Required work: Without changing a character, output all of the records.

Information provided:
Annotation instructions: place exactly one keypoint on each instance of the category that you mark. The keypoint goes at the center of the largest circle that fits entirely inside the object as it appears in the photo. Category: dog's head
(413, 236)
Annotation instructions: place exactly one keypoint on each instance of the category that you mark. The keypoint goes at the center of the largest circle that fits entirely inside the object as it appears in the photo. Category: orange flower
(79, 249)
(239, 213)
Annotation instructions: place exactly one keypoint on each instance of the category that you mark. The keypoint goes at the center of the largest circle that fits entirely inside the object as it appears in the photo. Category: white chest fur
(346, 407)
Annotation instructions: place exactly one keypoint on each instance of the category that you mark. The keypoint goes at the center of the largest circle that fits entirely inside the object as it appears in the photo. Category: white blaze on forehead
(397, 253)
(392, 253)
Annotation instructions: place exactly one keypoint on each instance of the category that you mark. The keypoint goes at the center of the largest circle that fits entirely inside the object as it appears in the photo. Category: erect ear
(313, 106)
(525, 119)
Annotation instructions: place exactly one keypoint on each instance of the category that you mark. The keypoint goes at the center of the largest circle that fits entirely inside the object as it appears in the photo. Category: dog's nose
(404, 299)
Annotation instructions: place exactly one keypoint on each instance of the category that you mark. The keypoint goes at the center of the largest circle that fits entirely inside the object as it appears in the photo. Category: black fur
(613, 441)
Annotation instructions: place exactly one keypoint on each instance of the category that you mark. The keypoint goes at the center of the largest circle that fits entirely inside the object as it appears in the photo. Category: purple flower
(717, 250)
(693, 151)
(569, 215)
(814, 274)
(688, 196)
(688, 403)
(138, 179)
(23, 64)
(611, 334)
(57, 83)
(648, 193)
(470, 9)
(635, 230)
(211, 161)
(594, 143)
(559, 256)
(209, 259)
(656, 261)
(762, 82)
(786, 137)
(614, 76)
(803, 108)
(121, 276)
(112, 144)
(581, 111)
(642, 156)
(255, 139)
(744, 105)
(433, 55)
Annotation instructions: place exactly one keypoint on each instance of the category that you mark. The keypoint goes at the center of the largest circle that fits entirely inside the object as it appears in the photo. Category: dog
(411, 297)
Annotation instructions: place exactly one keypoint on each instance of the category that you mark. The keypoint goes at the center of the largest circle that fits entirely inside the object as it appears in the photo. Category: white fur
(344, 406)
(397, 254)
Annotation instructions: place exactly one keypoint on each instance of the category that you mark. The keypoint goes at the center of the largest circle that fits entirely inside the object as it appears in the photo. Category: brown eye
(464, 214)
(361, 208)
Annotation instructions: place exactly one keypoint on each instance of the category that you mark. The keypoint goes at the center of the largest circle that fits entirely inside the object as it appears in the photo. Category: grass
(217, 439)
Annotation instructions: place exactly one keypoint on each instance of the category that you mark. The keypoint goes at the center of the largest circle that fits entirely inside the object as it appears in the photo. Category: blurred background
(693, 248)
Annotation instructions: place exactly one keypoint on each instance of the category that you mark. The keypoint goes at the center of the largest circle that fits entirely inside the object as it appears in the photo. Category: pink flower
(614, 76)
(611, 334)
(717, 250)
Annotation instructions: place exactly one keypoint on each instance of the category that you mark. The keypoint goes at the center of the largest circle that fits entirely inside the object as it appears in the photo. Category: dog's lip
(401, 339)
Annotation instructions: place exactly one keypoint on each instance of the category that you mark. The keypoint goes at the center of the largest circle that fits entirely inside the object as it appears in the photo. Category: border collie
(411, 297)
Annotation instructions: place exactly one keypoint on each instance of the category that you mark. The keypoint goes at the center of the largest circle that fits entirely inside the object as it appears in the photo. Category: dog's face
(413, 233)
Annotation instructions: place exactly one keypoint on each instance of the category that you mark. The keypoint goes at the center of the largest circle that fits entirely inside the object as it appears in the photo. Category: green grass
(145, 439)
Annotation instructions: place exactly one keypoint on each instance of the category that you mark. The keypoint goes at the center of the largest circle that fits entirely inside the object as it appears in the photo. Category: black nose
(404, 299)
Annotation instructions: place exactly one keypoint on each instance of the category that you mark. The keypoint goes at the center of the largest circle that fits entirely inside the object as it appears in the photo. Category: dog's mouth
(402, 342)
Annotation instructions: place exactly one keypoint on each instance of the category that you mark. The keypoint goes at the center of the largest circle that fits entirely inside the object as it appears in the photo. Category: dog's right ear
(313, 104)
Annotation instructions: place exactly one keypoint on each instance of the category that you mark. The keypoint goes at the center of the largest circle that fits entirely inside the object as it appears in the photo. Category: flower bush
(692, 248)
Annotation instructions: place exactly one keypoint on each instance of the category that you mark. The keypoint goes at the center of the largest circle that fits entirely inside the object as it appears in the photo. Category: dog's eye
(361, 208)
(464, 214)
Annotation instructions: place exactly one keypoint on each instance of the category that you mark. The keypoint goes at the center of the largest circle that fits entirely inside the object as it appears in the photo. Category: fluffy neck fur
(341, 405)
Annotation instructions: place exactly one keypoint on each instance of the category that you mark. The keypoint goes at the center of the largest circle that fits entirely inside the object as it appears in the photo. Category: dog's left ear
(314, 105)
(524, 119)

Result of the exercise:
Annotation instructions: place exactly one keypoint on each instance of the category that you mark. The keypoint goes at the center of the largest circle that fits entirely inside the object as it appears in the photo. Category: dog's head
(413, 236)
Annotation instructions: place exactly one keypoint on each instance of the category that you mark. The keypoint goes at the center of the largest circle that fits entirely inside the object as it appears in the photo. Category: orange flower
(79, 249)
(239, 213)
Annotation instructions: place exactly one keypoint on each instance of the category that you mark. The keypoint goes at the center of the largest circle that fits entirely inside the object as it appears in the photo. Category: white chest fur
(346, 407)
Annotation instructions: place exactly one keypoint on each instance of the category that you mark. The keypoint goes at the center of the largest circle that fits entirely inside the object as it appears in the photo. Category: white blaze on forehead
(397, 253)
(392, 253)
Annotation instructions: place exactly one keypoint on each instance of the category that you mark. The keypoint goes at the center of the largest circle that fits entirely inside the object as it appears in the photo. Category: erect ear
(313, 106)
(525, 119)
Annotation instructions: place exactly one keypoint on each instance of the category that you mark. The keypoint goes at the center of the largest circle that fits entirely inside the object as it appears in the photo. Category: dog's nose
(404, 299)
Annotation instructions: place exactly one keypoint on each instance of the category that you mark. The keypoint goes at the center of the largest circle that fits entirely inside the object as it appears in the photo. Category: black fur
(613, 441)
Annotation instructions: place exactly one keypoint on each instance of the category that you mark. The keypoint goes at the center of the largest circle that fits entirely inside the object as it appears in the photo. Category: purple flower
(717, 250)
(693, 151)
(569, 215)
(814, 274)
(688, 196)
(688, 403)
(138, 179)
(23, 64)
(611, 334)
(57, 83)
(648, 193)
(470, 9)
(635, 230)
(211, 161)
(594, 143)
(559, 256)
(209, 259)
(656, 261)
(762, 82)
(786, 137)
(614, 76)
(803, 108)
(121, 276)
(112, 144)
(581, 111)
(642, 156)
(255, 139)
(744, 105)
(433, 55)
Annotation instructions: place exactly one keypoint on each instance of the category that you mark. The keypoint goes at the center of the largest circle that fits entirely inside the object as it appears in the photo. Category: dog
(411, 297)
Annotation instructions: place exactly one keypoint on each instance of the category that you mark. The keypoint goes at the center of the largest circle that fits entirely inside the object as it appears in the photo. Category: white fur
(344, 406)
(397, 254)
Annotation instructions: place exactly one keypoint on each instance of the category that you mark. The keypoint goes at the center of the largest circle that fits entirely inside the object as it appears in the photo. Category: brown eye
(464, 214)
(361, 208)
Annotation instructions: place exactly one keypoint on each instance of the category that you mark. The keypoint goes at the center of the largest circle that fits entirely inside the object as it appears in the photo. Category: grass
(217, 439)
Annotation instructions: place exactly one keypoint on each instance of the category that you mark. The keypoint goes at the center of the largest circle that fits entirely inside the object as it appears in the photo. Category: blurred background
(693, 248)
Annotation instructions: place exactly one keypoint on each instance of the category that you mark. The keypoint goes at the center of the largest circle that fits entirely inside the object as it appears in the photo. Category: pink flower
(614, 76)
(611, 334)
(717, 250)
Annotation instructions: place exactly one keypoint on each instance of the category that you mark. The keypoint goes at the center of the largest circle that fits entirely inside the object as it appears in the photo. Category: dog's lip
(401, 339)
Annotation instructions: place exactly one keypoint on each instance of the category that you mark. The keypoint goes at the center of the largest circle that fits entirely inside the object as it appears in the photo. Category: border collie
(411, 297)
Annotation instructions: place exactly one keypoint on each instance of the category that you mark. The keypoint goes at the center of the largest circle that fits entirely inside the object as it appears in the photo. Category: dog's face
(413, 233)
Annotation instructions: place exactly one keypoint on each instance of the category that you mark. The keypoint goes at the center of the largest circle that fits entirely inside the object as it appears in the photo. Category: green grass
(145, 439)
Annotation instructions: place exactly one keypoint on each instance of the category that you mark. The keypoint goes at the center of the largest circle that fits entirely inside the object as it appears in the photo. Category: black nose
(404, 299)
Annotation instructions: place exactly one keypoint on each instance of the category that you mark. The keypoint goes at the center of the largest circle that fits entirely inside the object as it appears in the photo. Category: dog's mouth
(402, 342)
Annotation instructions: place exactly one keypoint on each instance of the category that you mark. The keypoint goes at the center of the largest circle that fits entirely inside the object as it appears in the photo. Category: dog's right ear
(313, 104)
Annotation instructions: place exactly one keypoint on each instance of the category that you mark. The keypoint goes at the center of the largest circle that fits entirely inside the object as it appears in the photo. Category: flower bush
(692, 248)
Annotation instructions: place exactly one keypoint on each instance of the category that you mark. The keypoint goes at the center of the largest circle that fits entirely inside the object as it appears in the photo. Category: dog's eye
(361, 208)
(464, 214)
Annotation instructions: place exactly one keypoint on each instance of the category that you mark. The keypoint goes at the center of the largest circle that fits entirely inside the object as it appears in the photo. Category: fluffy neck fur
(341, 405)
Annotation instructions: place exactly one keypoint on each instance of the category that you mark. The keypoint goes at the center of the largest circle that fits entirely inside the object as it appears in the photo. Category: dog's left ear
(314, 105)
(524, 119)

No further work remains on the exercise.